*EXCERPT:*
|---|
Being in a relationship is never knowing when the unexpected will happen. It demands flexibility and responsiveness. Responding rather than reacting is the sutra I practice, learning to be like bamboo bending in the winds of change, rather than being the stiff and resistant oak that snaps when my partner’s fury is unleashed.
Being in a relationship is the counterpoint for my ego to see that its survival is a hindrance and not the end goal it supposes. Seeing the possibility of a way of being beyond what I can imagine is the purpose.
Being in a relationship defies the laws of logic. Does it support genetics and cultural imperatives? Are these two concepts at odds, or is one just a manifestation of the other?
Being in a relationship forces me to consider another person every day we are together (and even when apart). Kids do this too.
Being in a relationship demands change if the partnership is to succeed. To grow is to change, cell by cell, reaching for the sun, shedding old ways of being and basking in her radiance with smug awareness knowing that I can learn, grow, and change.
Being in a relationship opens my eyes to see the world from another point of view. So different than mine, it glides over facts and focuses on feeling, sliding between meaning and metaphor, always looking for the light of creation. I am humbled.
Being in a relationship makes me cry with anguish as my limitations become apparent and laugh with delight as I rock and roll with witticisms that etch laugh lines on her face.
Being in a relationship gives me a partner to dance with in the kitchen, the living room, and in bed. To feel my body in relationship to another even as we grow older and our movements change with time.
|---|
*THE TASK:* Return the passage of the relationship text starting at "Being in a relationship demands" and ending at "change with time.", copied word for word. The listing that comes next is taken from a separate source and has no connection to the relationship text.

*GIVEN DATA:*
|---|
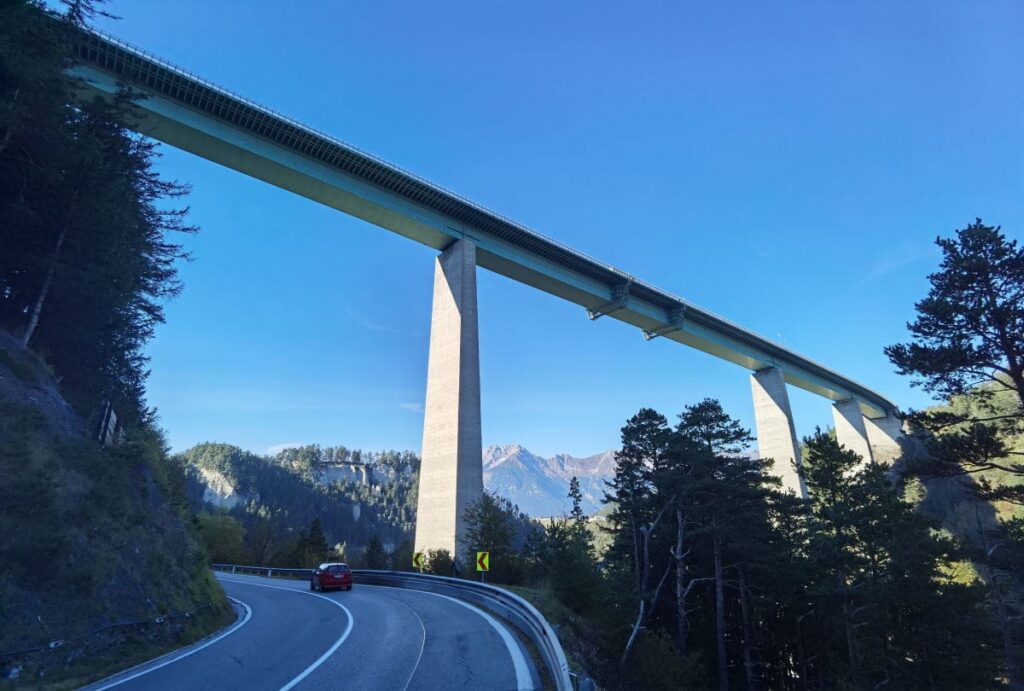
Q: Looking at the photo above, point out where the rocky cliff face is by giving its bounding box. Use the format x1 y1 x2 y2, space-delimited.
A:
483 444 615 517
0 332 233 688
|---|
*RESPONSE BOX:*
Being in a relationship demands change if the partnership is to succeed. To grow is to change, cell by cell, reaching for the sun, shedding old ways of being and basking in her radiance with smug awareness knowing that I can learn, grow, and change.
Being in a relationship opens my eyes to see the world from another point of view. So different than mine, it glides over facts and focuses on feeling, sliding between meaning and metaphor, always looking for the light of creation. I am humbled.
Being in a relationship makes me cry with anguish as my limitations become apparent and laugh with delight as I rock and roll with witticisms that etch laugh lines on her face.
Being in a relationship gives me a partner to dance with in the kitchen, the living room, and in bed. To feel my body in relationship to another even as we grow older and our movements change with time.